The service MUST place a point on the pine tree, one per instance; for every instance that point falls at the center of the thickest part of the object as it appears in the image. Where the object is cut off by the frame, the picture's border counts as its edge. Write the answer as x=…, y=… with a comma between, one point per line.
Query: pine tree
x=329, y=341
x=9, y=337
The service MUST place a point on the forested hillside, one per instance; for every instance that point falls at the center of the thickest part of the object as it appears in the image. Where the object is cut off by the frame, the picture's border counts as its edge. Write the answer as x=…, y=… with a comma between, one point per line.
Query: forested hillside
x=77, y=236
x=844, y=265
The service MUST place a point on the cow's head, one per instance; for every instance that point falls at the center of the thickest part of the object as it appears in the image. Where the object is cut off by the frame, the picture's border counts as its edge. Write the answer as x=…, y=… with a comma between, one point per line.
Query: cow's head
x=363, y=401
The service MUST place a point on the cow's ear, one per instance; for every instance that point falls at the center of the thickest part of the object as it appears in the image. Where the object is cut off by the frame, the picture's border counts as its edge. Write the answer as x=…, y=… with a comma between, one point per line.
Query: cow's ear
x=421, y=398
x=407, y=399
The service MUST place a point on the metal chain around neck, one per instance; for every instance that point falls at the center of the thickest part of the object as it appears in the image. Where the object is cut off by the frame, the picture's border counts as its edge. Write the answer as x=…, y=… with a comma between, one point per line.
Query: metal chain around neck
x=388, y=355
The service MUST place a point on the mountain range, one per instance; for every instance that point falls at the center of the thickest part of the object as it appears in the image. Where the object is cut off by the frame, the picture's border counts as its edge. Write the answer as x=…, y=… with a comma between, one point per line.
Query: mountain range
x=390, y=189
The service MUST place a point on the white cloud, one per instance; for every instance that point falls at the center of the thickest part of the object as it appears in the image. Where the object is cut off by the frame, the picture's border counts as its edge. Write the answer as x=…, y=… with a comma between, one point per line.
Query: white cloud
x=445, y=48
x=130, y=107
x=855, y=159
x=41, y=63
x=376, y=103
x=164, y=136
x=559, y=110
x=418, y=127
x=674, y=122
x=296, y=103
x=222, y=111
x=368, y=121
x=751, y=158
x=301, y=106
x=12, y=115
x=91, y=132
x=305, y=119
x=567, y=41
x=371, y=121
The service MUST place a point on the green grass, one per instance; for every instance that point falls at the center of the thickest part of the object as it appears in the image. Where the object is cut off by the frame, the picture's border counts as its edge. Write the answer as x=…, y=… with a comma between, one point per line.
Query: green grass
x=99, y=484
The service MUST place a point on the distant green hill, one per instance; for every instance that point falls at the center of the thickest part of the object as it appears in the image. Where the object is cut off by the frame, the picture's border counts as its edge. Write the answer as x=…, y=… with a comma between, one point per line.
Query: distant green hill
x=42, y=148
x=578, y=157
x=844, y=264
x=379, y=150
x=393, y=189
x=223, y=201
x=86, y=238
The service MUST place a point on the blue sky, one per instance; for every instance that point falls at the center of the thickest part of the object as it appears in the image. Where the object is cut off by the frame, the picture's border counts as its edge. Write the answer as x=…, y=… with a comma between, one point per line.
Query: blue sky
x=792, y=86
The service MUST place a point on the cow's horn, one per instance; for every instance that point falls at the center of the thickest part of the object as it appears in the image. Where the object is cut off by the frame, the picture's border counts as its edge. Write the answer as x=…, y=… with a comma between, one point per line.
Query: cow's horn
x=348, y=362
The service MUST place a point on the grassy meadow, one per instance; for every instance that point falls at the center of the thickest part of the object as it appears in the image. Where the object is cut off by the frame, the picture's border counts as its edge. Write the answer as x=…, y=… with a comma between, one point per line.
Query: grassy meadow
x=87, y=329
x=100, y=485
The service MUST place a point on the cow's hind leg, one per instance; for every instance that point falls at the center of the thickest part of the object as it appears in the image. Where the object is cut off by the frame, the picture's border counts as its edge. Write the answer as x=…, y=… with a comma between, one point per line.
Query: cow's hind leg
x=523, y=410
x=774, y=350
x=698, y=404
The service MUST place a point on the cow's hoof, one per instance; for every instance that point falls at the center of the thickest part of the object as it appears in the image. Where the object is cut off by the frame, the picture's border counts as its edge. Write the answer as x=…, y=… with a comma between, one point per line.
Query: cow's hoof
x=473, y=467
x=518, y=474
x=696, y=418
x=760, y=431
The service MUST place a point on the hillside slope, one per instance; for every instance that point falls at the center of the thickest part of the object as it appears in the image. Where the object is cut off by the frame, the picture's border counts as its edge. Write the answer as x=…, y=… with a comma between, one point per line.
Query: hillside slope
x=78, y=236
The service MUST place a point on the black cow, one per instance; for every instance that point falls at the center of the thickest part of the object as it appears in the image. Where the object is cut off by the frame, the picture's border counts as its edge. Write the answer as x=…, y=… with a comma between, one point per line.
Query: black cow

- Brief -
Copy all of the records above word for word, changing nothing.

- Full output -
The service MUST place a point on the pine tree, one per instance; for every instance that point falls at the center of the thickest part of the object as it appears in the image. Where the object is cut off by the frame, the picture's border counts as its edge. Write the answer as x=…, y=… with a comma between, one point per line.
Query: pine tree
x=329, y=341
x=9, y=337
The service MUST place a point on the forested hillside, one per instance; for every instance that point falls at the center of the thickest part of the object as it appears in the image. Where the object is cut off by the frame, the picture's border counts as its edge. Write the answer as x=…, y=… with a comma between, one point per line.
Query: forested hillside
x=77, y=236
x=844, y=265
The service MUST place a point on the cow's head, one per instance; for every instance that point falls at the center of the thickest part of the object as it appears in the image. Where the object is cut off by the frame, the picture's border counts as its edge. Write the answer as x=…, y=… with a comma between, one point per line.
Query: cow's head
x=363, y=401
The service MUST place a point on the cow's ear, one per instance; for every instance that point falls at the center of the thickest part of the object as it appears in the image. Where the object is cut off by the frame, the picture's border counts as its edge. Write the answer as x=…, y=… with a comma between, one point per line.
Query: cow's ear
x=421, y=398
x=407, y=399
The service MUST place a point on the metal chain around neck, one per instance; for every instance that point falls at the center of the thickest part of the object as it appears in the image. Where the object is cut off by the frame, the picture's border counts as its edge. Write the answer as x=…, y=… with a comma between, one point per line.
Query: metal chain around neck
x=388, y=355
The service MUST place a point on the mountain range, one per instance; for every instance that point falls at the center of the thickest part of the object as it appears in the image. Where the object is cut off by the frame, the picture's border counts as its edge. Write the answer as x=…, y=… with a comma between, one point per line.
Query: mountain range
x=390, y=189
The service MUST place a point on the white cloud, one per instance; for every instance that point falls at the center of the thickest part of the object as it appears in the image. Where the object is cut off by the frame, the picture's border counts as its edge. Write the answer as x=…, y=… with a comma between, one point per line.
Query: white cloud
x=445, y=48
x=130, y=107
x=855, y=159
x=41, y=63
x=376, y=103
x=164, y=136
x=559, y=110
x=418, y=127
x=674, y=122
x=296, y=103
x=222, y=111
x=368, y=121
x=751, y=158
x=301, y=106
x=12, y=115
x=91, y=132
x=305, y=119
x=567, y=41
x=371, y=121
The service MUST place a point on the green grass, one per instance; for every instance that point falls at the center of the thickest part of the object as it appears in the image. Where the object is cut off by the frame, the picture's border counts as its edge. Write the answer as x=…, y=… with a comma between, one point per line.
Query: green grass
x=99, y=484
The service MUST place a point on the distant green hill, one per instance; for every instance that point falls at the center of the thickest part of the object as it appears in the image. Where the object is cut off by the frame, the picture's border counts as its edge. Write the answer as x=…, y=… with a comma between, one point per line.
Query: distant green hill
x=42, y=148
x=578, y=157
x=844, y=264
x=379, y=150
x=393, y=189
x=223, y=201
x=86, y=238
The service MUST place a point on the blue sky, one per instance; for every instance that point falls at the center of the thickest part of the object as it appears in the image. Where the object is cut off by the frame, the picture's border counts as its edge. Write the answer as x=…, y=… with a comma between, one point per line.
Query: blue sky
x=792, y=86
The service MUST place a point on the cow's horn, one per instance; for every instance that point falls at the center of the thickest part of the object as it appears in the image. Where the object is cut off by the frame, the picture's border counts as its edge. Write the answer as x=…, y=… with a comma between, one point per line.
Query: cow's horn
x=348, y=362
The service MUST place a point on the grassy meadow, one per instance; for every instance that point falls at the center of the thickest part of the object as it appears in the image. Where the object is cut off by the frame, the picture's border counts as its edge. Write the answer as x=…, y=… with a comma between, one point per line.
Query: grassy meadow
x=87, y=329
x=100, y=485
The service MUST place a point on the cow's hind leg, one per instance; for every instance that point falls at the center of the thickest part of the object as it appears in the image. Where the object is cut off by the frame, the picture's border counts as its edge. Write the answer as x=…, y=… with a comma between, one point per line.
Query: cow's hind leg
x=523, y=410
x=774, y=350
x=698, y=404
The service MUST place a point on the cow's hoof, one per instance; for every instance that point falls at the center of the thickest part of the object as it appears in the image. Where the object is cut off by the frame, the picture's border counts as its edge. Write the answer as x=…, y=… with a comma between, one point per line.
Query: cow's hoof
x=473, y=467
x=518, y=474
x=696, y=418
x=760, y=431
The service MUST place a point on the hillside slope, one per instance; for every instance that point falls at the center of the thickest part of the object as it appears in the image. Where the object is cut off by the frame, the picture's border counts as its edge. Write the answer as x=…, y=… with a comma between, one point per line.
Query: hillside slope
x=78, y=236
The service MUST place a point on the black cow, one per instance; for every instance that point falls at the center of the thickest part of the object as it appears in the image. Where the object is cut off by the frame, the picture's border counts as its edge. Write the answer as x=…, y=… with a comma between, one point per line.
Query: black cow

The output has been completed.